Исследуемый текст.
=======
Когда горит твой дом, ты все равно продолжаешь бить свою собаку. Какой-то абсурд зла.

В комментариях к посту, в котором я рассказал об этом музее и выложил фотографии, как я уже говорил, возник совершенно дикий спор, инспирированный упомянутой мной и симпатичной мне знакомой, о том, что среди евреев не было гениев.

Это было похоже на ситуацию, описанную выше.

«Национальные особенности характера придают мрачность и вымученность любому произведению. Ремесло (мастерство) на уровне, но искры божьей нет, качественно, но – мертво», – сказала она.

«Скорбное это все, надрыв не в ту сторону, не в привычную другим нациям».

«Именно гениальности не хватает в иудейском искусстве. Прочее все есть: труд вековой, деньги, протекция. Все, кроме гения».

«Интерьеры безобразны, – продолжала она (то есть те интерьеры, которые как раз должны были символизировать тупики и подполье, замечу я в скобках), – но это проблема не еврейская отнюдь, а межнациональная и трансконтинентальная: современное искусство – это вообще мутная и бесталанная часто эклектика».

«А выиграть конкурс на что угодно в мире, управляемом Ротшильдами, вообще не сложно ни разу. Славянину сложно, ирландцу сложно, еврею – как к себе домой».

«А Сикстинскую капеллу им не построить!» – сказала она на прощание.

Фамилии Шагала, Ротко, Сутина, Левитана, Модильяни, Фалька и Альтмана не возымели никакого действия. Да и не могли. Потому что дело не в этом. А дело в следующем.

Ты рассказываешь о том, что человека затравили, как крысу, а к тебе приходят и рассказывают о том, что эта крыса не была гениальной.

Наш мозг – странное сооружение. Слишком много извилин, в которых достаточно места, где может поместиться темнота.

Бродский (тоже, кстати, еврей, уж извините), который таки воздвиг свою Сикстинскую капеллу в поэзии, написал однажды следующее:

Наш перекрученный мозг очень сложно устроен. И мы не знаем, где однажды утром проснемся, в каком внутреннем воображаемом концлагере. И с какой стороны колючей проволоки.

Но что-то мне подсказывает, что некоторые керамисты уже определились. С местом.

Время собирать розы

Широко известно воспоминание Ахматовой о ее гипотетическом романе с Модильяни в 10-х годах XX века, когда она приехала в Париж. Однажды, не точно договорившись, они разминулись на несколько минут и художника она не застала.
=======
Задание 1.
Изложите содержание текста в двух предложениях.
Задание 2.
Согласуются ли с текстом утверждения (a), (b) и (c)? Для каждого ответьте «да» или «нет» и приведите дословную цитату из текста, которая это решает.
(a) Знакомая автора назвала современное искусство эклектикой.
(b) Фамилии Шагала и Ротко убедили собеседницу автора.
(c) Ахматова не застала Модильяни, разминувшись с ним на несколько минут.
Задание 3.
Что, согласно тексту, знакомая автора сказала на прощание?

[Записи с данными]
=======
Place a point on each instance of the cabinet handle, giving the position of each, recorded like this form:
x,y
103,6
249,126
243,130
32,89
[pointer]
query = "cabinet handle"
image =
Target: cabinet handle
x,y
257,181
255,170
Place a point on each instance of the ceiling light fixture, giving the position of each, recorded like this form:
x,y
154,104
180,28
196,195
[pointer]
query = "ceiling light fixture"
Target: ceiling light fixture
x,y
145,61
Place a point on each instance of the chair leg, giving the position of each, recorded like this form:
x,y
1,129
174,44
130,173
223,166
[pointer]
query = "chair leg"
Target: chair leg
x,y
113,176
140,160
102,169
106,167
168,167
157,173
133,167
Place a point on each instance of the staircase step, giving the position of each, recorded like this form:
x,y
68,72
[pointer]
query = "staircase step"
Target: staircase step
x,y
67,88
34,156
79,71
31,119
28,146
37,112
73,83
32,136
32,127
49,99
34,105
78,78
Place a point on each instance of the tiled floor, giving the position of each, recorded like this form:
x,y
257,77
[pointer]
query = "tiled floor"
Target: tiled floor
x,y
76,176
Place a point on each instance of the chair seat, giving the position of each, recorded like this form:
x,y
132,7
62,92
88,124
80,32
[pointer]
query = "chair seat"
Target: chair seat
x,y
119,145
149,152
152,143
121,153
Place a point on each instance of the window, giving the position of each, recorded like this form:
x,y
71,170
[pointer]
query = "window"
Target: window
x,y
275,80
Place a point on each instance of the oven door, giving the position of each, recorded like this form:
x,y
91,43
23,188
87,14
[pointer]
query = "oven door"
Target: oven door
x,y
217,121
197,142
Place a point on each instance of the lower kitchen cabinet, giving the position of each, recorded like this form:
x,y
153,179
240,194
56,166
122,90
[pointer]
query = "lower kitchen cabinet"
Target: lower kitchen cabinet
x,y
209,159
=======
Поле ответа 1.
В комментариях к посту автора о музее его знакомая затеяла спор о том, что среди евреев не было гениев и что еврейскому искусству не хватает именно гениальности. По мнению автора, дело не в этом: он рассказывает, что человека затравили, как крысу, а ему отвечают, что эта крыса не была гениальной.

Поле ответа 2.
(a) Да: «современное искусство – это вообще мутная и бесталанная часто эклектика».
(b) Нет: «Фамилии Шагала, Ротко, Сутина, Левитана, Модильяни, Фалька и Альтмана не возымели никакого действия».
(c) Да: «они разминулись на несколько минут и художника она не застала».

Поле ответа 3.
«А Сикстинскую капеллу им не построить!»